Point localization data
------------------------------------------------

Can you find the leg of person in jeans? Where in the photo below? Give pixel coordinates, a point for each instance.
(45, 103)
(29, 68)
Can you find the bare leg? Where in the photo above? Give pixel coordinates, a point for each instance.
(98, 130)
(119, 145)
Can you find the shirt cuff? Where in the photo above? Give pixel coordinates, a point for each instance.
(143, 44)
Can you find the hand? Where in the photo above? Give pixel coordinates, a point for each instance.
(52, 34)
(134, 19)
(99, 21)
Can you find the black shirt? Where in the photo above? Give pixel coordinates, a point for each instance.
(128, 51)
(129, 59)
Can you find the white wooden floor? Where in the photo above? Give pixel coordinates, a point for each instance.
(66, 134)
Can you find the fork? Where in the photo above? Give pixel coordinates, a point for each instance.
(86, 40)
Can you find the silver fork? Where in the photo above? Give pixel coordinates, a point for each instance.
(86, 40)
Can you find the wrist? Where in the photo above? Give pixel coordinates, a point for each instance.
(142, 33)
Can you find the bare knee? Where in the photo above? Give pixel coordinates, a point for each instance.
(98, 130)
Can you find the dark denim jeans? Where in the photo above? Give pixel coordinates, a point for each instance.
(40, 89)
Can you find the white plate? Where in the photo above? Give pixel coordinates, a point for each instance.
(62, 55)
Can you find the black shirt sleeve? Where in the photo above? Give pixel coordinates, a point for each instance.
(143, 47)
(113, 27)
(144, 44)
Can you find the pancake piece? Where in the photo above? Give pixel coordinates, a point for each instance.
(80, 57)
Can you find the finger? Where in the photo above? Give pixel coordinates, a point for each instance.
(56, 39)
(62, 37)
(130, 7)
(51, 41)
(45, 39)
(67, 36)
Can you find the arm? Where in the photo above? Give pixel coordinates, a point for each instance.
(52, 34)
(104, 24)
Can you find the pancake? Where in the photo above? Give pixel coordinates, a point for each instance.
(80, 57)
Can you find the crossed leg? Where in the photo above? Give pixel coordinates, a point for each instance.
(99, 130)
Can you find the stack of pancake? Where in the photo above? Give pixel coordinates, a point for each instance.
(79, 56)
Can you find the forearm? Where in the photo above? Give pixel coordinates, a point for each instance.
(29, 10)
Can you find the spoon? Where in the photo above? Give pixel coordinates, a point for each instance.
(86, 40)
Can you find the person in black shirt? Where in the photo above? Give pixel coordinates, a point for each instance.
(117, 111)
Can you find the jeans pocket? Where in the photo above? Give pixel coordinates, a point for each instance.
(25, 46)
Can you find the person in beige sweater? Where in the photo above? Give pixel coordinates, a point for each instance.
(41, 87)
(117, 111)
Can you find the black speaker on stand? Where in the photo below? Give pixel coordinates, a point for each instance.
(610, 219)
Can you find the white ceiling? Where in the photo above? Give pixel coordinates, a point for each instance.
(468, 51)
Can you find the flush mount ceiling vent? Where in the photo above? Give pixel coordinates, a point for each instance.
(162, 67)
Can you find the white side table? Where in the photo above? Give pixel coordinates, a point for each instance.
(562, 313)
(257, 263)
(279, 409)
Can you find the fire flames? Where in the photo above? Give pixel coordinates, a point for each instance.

------------------------------------------------

- **Task objective**
Copy out the entries. Change nothing.

- **Answer below**
Can you find the leg of person in jeans? Where in the photo below? Give pixel coordinates, a point for each instance.
(45, 103)
(29, 68)
Can you find the bare leg? Where in the photo above? Give pixel coordinates, a point for each instance.
(98, 130)
(119, 145)
Can you find the shirt cuff? Where in the photo above? Give pixel coordinates, a point for each instance.
(143, 44)
Can you find the hand? Where in the photo above? Give pixel coordinates, a point for each instance.
(52, 34)
(134, 19)
(99, 21)
Can you find the black shirt? Where in the photo above? Give pixel coordinates, a point for each instance.
(128, 51)
(129, 59)
Can you find the white wooden floor? Where in the photo above? Give pixel coordinates, a point for each instance.
(66, 134)
Can you find the fork? Where in the photo above? Give pixel coordinates, a point for each instance.
(86, 40)
Can you find the silver fork? Where in the photo above? Give pixel coordinates, a point for each instance.
(86, 40)
Can you find the wrist? Where in the photo above? Give pixel coordinates, a point for each instance.
(142, 33)
Can you find the bare knee? Where in the photo above? Give pixel coordinates, a point for each instance.
(98, 130)
Can you find the dark denim jeans? Where in the photo above? Give pixel coordinates, a point for each instance.
(40, 89)
Can you find the white plate? Where in the photo above? Give pixel coordinates, a point for each instance.
(62, 55)
Can you find the black shirt sleeve? Where in the photo above? Give pixel coordinates, a point for each instance.
(143, 47)
(113, 27)
(144, 44)
Can you find the pancake piece? Where in the photo above? Give pixel coordinates, a point for each instance.
(80, 57)
Can you find the finger? Where in the photo above? Give pixel coordinates, a point for each instance.
(56, 39)
(62, 37)
(130, 7)
(51, 41)
(45, 39)
(67, 36)
Can you find the arm? Where in the photo above? Give pixel coordinates, a point for each instance.
(52, 34)
(104, 24)
Can you find the pancake? Where in the photo above? Give pixel coordinates, a point for each instance.
(80, 57)
Can you find the crossed leg? Where in the photo above? Give pixel coordinates, a point for each instance.
(99, 130)
Can you find the stack of pancake? Where in the photo above? Give pixel coordinates, a point for each instance.
(79, 56)
Can you find the forearm? Where in the photo above? Give pixel coordinates, a point for each instance.
(29, 10)
Can you find the spoon? Where in the photo above? Give pixel coordinates, a point for each instance.
(86, 40)
Can you find the person in black shirt? Where in the photo above? Give pixel coordinates, a point for each instance.
(117, 111)
Can you find the jeans pocket? Where in the photo above? Give pixel coordinates, a point for each instance.
(25, 46)
Can you find the person in beige sweater? Where in the photo above? Give pixel coordinates, a point for each instance.
(41, 87)
(117, 111)
Can you find the black speaker on stand? Where in the photo below? Give pixel coordinates, a point for each instance.
(610, 219)
Can you find the white ceiling? Where in the photo above? Give pixel coordinates, a point for each instance.
(468, 51)
Can you find the flush mount ceiling vent? Where in the photo above? Give pixel coordinates, a point for each instance.
(162, 67)
Can you find the white side table? Where in the photo above? Give pixel coordinates, a point for each instance.
(562, 313)
(257, 263)
(279, 409)
Can you find the fire flames? Where in the photo above? Give pixel coordinates, a point for each instance.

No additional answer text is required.